Page excerpt →
────────────────────────────────────────
Featured Scholar

Thuvia Martin

2006 - 2007 University Scholar
Mentor: Melissa Hyde
College of Fine Arts

Thuvia Martin’s love for unraveling complex problems led her to some of Europe’s finest art museums and finally back to Gainesville to analyze the artistic and cultural impacts of one 18th century Spanish king’s choice of portraiture.

Martin’s University Scholar’s Program project analyzes the impact that paintings of Philip V might have had on the Spanish national self-image during the 18th century.

“Coming from the court of Versailles, and seeing how effective Louis XIV’s mode of representation was, Philip V hoped to emulate that, but found that transferring that very rigid type of representation didn’t work in a culture that was completely different from the one that he had been raised in, a culture that was already going through a tumultuous period with transitions of monarchies and trying to break through into modernity or what Europe was considering to be modern,” Martin said.

Martin said her research could open up questions about how the style continued to develop in the Spanish Bourbon monarchy and eventually progressed to other famous artists, such as Goya, towards the end of the 18th century.

Early Love of Art and History

Martin said she always loved history and enjoyed studio art. An Art History graduate, with a minor in theater production and a certificate in Latin American Studies, Martin now works as a production technician at the Phillips Center for Performing Arts in Gainesville. When she began her studies at UF, Martin wanted to combine her two interests.

The deeper she got into the program, the more she “could appreciate Art History as a field within itself, outside of just history or studio art,” Martin said.  

She chose art history because it allows her to combine historical fact and hands-on artwork with a study of artists’ choices of medium and their attempts to use art to communicate with people.

Gender Studies in Art

Martin’s idea for her University Scholar’s Program project originated in a paper she wrote her senior seminar course on 18th century French representation taught by Melissa Hyde in the Fall of 2006.

“I fell in love with the era,” Martin said. “The paper that I wrote for that seminar was really about cross dressing and what kind of effects or end results people in positions of power hoped to get from cross dressing.”

When Martin designed her University Scholars Program project, she said wanted to look more deeply at the same topic while concentrating on Spain so she could draw on her language studies to use primary sources in her research. Martin’s research took her to a number of European museums and to New York’s Frick Art Reference Library. She also spent time at Versailles.
────────────────────────────────────────
Aim of the task → Reproduce the scholar profile word for word between "Martin’s idea for" and "Fall of 2006.", inclusive.

Dataset entries
────────────────────────────────────────
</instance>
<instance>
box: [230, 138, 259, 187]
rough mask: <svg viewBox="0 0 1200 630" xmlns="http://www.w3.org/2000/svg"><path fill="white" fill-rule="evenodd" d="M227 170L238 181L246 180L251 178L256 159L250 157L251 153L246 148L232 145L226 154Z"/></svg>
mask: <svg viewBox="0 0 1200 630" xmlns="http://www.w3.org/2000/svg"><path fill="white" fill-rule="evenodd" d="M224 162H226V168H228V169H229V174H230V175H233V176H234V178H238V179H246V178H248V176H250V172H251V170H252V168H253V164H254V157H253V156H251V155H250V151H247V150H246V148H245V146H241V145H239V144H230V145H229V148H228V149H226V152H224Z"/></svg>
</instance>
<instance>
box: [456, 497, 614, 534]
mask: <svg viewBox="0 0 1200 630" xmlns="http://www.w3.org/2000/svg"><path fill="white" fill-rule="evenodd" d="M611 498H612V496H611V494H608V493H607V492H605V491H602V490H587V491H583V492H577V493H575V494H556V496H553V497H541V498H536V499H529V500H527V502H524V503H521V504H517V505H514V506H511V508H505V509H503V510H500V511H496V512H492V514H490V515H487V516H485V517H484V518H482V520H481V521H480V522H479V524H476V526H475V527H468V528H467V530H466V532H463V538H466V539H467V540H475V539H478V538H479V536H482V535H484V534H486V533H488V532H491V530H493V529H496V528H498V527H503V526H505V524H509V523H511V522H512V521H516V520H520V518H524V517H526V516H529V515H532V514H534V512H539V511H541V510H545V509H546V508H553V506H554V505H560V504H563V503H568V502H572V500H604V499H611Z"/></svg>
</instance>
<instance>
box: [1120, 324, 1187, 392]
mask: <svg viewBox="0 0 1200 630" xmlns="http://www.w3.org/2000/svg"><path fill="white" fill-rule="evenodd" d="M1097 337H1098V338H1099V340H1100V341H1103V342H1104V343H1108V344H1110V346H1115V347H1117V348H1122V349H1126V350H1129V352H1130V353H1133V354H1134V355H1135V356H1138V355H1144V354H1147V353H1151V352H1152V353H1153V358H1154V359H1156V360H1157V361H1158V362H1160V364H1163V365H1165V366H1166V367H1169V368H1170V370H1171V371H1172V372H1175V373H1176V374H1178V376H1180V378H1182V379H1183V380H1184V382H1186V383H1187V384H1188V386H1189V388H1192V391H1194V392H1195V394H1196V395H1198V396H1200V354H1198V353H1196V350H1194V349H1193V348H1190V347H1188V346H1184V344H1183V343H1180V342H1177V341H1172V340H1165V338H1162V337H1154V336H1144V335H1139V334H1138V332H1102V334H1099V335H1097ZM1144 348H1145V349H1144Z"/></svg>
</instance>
────────────────────────────────────────
Solved exercise →
Martin’s idea for her University Scholar’s Program project originated in a paper she wrote her senior seminar course on 18th century French representation taught by Melissa Hyde in the Fall of 2006.